MATERIAL PROVIDED START
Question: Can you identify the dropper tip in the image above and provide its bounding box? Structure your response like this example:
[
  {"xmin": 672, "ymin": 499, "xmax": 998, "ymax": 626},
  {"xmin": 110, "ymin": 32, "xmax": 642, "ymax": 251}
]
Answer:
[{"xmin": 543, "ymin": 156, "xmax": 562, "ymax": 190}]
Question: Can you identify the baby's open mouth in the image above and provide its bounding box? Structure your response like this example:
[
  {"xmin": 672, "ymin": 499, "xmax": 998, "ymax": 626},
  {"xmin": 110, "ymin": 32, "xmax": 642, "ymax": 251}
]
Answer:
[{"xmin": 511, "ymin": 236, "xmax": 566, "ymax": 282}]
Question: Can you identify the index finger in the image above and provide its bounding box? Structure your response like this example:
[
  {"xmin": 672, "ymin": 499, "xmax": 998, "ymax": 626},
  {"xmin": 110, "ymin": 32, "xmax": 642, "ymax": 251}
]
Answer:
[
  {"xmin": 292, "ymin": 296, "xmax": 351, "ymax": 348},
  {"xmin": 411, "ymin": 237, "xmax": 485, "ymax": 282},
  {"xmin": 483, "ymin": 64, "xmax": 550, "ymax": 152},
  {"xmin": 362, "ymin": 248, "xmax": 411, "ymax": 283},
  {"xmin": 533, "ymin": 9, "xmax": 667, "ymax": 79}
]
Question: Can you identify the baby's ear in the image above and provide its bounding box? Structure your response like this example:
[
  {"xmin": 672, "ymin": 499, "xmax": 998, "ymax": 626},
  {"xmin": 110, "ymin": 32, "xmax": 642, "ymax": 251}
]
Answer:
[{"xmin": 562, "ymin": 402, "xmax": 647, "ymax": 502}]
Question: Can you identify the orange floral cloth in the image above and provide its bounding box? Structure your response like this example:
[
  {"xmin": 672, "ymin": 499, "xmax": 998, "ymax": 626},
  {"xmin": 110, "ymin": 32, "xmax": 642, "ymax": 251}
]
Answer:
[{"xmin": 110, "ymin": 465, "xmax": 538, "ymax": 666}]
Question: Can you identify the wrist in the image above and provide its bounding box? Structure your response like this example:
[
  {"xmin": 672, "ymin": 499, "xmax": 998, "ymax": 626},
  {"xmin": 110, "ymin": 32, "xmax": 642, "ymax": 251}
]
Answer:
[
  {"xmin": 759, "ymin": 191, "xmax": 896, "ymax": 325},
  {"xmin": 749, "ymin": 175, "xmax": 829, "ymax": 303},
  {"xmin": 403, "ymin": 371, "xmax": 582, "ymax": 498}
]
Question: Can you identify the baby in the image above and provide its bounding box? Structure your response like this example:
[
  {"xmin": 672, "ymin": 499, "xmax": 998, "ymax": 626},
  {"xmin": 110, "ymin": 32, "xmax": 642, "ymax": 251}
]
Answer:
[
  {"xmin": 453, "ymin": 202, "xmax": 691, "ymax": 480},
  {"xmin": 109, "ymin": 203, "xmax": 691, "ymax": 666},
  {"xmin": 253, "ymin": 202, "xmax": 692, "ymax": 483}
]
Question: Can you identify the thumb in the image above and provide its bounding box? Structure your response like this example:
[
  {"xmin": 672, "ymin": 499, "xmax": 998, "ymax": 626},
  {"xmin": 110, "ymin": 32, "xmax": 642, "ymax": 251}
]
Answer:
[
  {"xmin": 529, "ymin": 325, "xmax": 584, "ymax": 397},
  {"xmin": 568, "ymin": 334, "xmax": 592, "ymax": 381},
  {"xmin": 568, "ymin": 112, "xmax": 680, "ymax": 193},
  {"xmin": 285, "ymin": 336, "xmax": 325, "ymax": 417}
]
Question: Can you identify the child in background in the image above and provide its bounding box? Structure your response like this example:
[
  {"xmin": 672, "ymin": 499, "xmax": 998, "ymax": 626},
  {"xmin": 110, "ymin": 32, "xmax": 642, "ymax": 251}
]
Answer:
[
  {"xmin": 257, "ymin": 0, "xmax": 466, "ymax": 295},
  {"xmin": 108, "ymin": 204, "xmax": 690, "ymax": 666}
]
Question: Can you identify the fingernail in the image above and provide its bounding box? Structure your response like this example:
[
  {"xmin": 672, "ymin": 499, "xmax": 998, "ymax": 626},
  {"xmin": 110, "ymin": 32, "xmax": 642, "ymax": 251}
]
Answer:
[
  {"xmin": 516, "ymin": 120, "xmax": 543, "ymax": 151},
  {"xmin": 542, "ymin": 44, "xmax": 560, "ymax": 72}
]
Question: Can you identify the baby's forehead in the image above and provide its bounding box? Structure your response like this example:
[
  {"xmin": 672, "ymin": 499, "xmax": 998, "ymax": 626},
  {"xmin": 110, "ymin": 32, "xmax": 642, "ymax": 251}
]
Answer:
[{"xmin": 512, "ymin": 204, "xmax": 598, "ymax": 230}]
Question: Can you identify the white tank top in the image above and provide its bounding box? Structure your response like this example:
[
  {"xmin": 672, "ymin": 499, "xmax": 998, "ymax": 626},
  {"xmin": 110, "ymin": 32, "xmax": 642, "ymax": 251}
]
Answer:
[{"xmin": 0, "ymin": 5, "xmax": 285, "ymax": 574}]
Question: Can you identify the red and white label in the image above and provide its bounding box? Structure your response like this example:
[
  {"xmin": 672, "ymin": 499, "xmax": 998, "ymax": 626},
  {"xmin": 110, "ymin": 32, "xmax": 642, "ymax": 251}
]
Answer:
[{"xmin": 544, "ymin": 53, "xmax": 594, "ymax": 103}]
MATERIAL PROVIDED END
**WORK TO BE COMPLETED**
Please repeat the entries above exactly as they read.

**EXERCISE RESULT**
Question: Can you identify the dropper tip in the image above and provide its bounding box? Structure your response like this example:
[
  {"xmin": 672, "ymin": 499, "xmax": 998, "ymax": 626},
  {"xmin": 110, "ymin": 32, "xmax": 642, "ymax": 251}
]
Answer:
[{"xmin": 543, "ymin": 156, "xmax": 562, "ymax": 190}]
Question: Can you identify the baby's open mouth in the image above and provide its bounding box? Structure your response like this example:
[
  {"xmin": 672, "ymin": 499, "xmax": 998, "ymax": 626},
  {"xmin": 110, "ymin": 32, "xmax": 642, "ymax": 251}
]
Answer:
[{"xmin": 511, "ymin": 236, "xmax": 566, "ymax": 282}]
Question: Can you identify the index finger in the image above and provide its bounding box? Structure your response like this example:
[
  {"xmin": 672, "ymin": 499, "xmax": 998, "ymax": 626},
  {"xmin": 110, "ymin": 32, "xmax": 642, "ymax": 251}
]
Answer:
[
  {"xmin": 292, "ymin": 296, "xmax": 351, "ymax": 348},
  {"xmin": 411, "ymin": 237, "xmax": 485, "ymax": 282},
  {"xmin": 483, "ymin": 64, "xmax": 550, "ymax": 152},
  {"xmin": 362, "ymin": 248, "xmax": 411, "ymax": 283},
  {"xmin": 533, "ymin": 9, "xmax": 667, "ymax": 79}
]
Question: Can you identify the baby's ear in the image above and provide its bounding box? Structure your response like this example:
[
  {"xmin": 672, "ymin": 499, "xmax": 998, "ymax": 626},
  {"xmin": 110, "ymin": 32, "xmax": 642, "ymax": 251}
]
Answer:
[{"xmin": 562, "ymin": 402, "xmax": 647, "ymax": 502}]
Question: Can you identify the orange floral cloth in the image above and provide its bounding box? Structure your response like this example:
[
  {"xmin": 672, "ymin": 499, "xmax": 998, "ymax": 626},
  {"xmin": 110, "ymin": 32, "xmax": 642, "ymax": 251}
]
Answer:
[{"xmin": 110, "ymin": 465, "xmax": 538, "ymax": 666}]
Question: Can you identify the wrist in the image above and provide its bounding box? Structure your response like this example:
[
  {"xmin": 672, "ymin": 499, "xmax": 998, "ymax": 626},
  {"xmin": 110, "ymin": 32, "xmax": 642, "ymax": 251}
]
Answer:
[
  {"xmin": 759, "ymin": 191, "xmax": 896, "ymax": 325},
  {"xmin": 749, "ymin": 175, "xmax": 829, "ymax": 303},
  {"xmin": 403, "ymin": 371, "xmax": 582, "ymax": 498}
]
Question: Can you identify the baby in the image above and provide its bounding box? Structure your response like this example:
[
  {"xmin": 672, "ymin": 499, "xmax": 998, "ymax": 626},
  {"xmin": 110, "ymin": 32, "xmax": 642, "ymax": 251}
]
Answer:
[
  {"xmin": 453, "ymin": 202, "xmax": 691, "ymax": 480},
  {"xmin": 109, "ymin": 203, "xmax": 691, "ymax": 666},
  {"xmin": 253, "ymin": 202, "xmax": 692, "ymax": 483}
]
Question: Can you identify the thumb in the image above and provide its bounding box? Structure your response like this example:
[
  {"xmin": 672, "ymin": 499, "xmax": 998, "ymax": 626},
  {"xmin": 110, "ymin": 32, "xmax": 642, "ymax": 251}
]
Answer:
[
  {"xmin": 529, "ymin": 325, "xmax": 584, "ymax": 397},
  {"xmin": 568, "ymin": 334, "xmax": 592, "ymax": 381},
  {"xmin": 568, "ymin": 112, "xmax": 680, "ymax": 193},
  {"xmin": 285, "ymin": 336, "xmax": 325, "ymax": 417}
]
Question: Can you identify the child in background in the image above and provide its bounding box? Structure your response like this example:
[
  {"xmin": 672, "ymin": 499, "xmax": 998, "ymax": 626},
  {"xmin": 110, "ymin": 32, "xmax": 642, "ymax": 251}
]
Answer:
[
  {"xmin": 257, "ymin": 0, "xmax": 466, "ymax": 295},
  {"xmin": 108, "ymin": 204, "xmax": 690, "ymax": 666}
]
Question: Can you identify the fingernail in the image above and provide its bounding box? Structure your response like this example:
[
  {"xmin": 672, "ymin": 499, "xmax": 998, "ymax": 626},
  {"xmin": 110, "ymin": 32, "xmax": 642, "ymax": 251}
]
Answer:
[
  {"xmin": 516, "ymin": 120, "xmax": 543, "ymax": 151},
  {"xmin": 542, "ymin": 44, "xmax": 560, "ymax": 72}
]
Question: Can you identify the baby's forehead in the image above and provide its bounding box? Structure your response like this example:
[
  {"xmin": 672, "ymin": 499, "xmax": 998, "ymax": 626},
  {"xmin": 110, "ymin": 32, "xmax": 642, "ymax": 251}
]
Answer:
[{"xmin": 512, "ymin": 204, "xmax": 598, "ymax": 230}]
Question: Can you identify the white tank top in the image above and provide its bounding box? Structure your response like this example:
[
  {"xmin": 672, "ymin": 499, "xmax": 998, "ymax": 626},
  {"xmin": 110, "ymin": 32, "xmax": 642, "ymax": 251}
]
Answer:
[{"xmin": 0, "ymin": 5, "xmax": 285, "ymax": 574}]
Question: Can you identify the red and white label in the image above and provide its bounding box? Structure your response like this example:
[
  {"xmin": 672, "ymin": 499, "xmax": 998, "ymax": 626},
  {"xmin": 110, "ymin": 32, "xmax": 642, "ymax": 251}
]
Answer:
[{"xmin": 544, "ymin": 53, "xmax": 594, "ymax": 103}]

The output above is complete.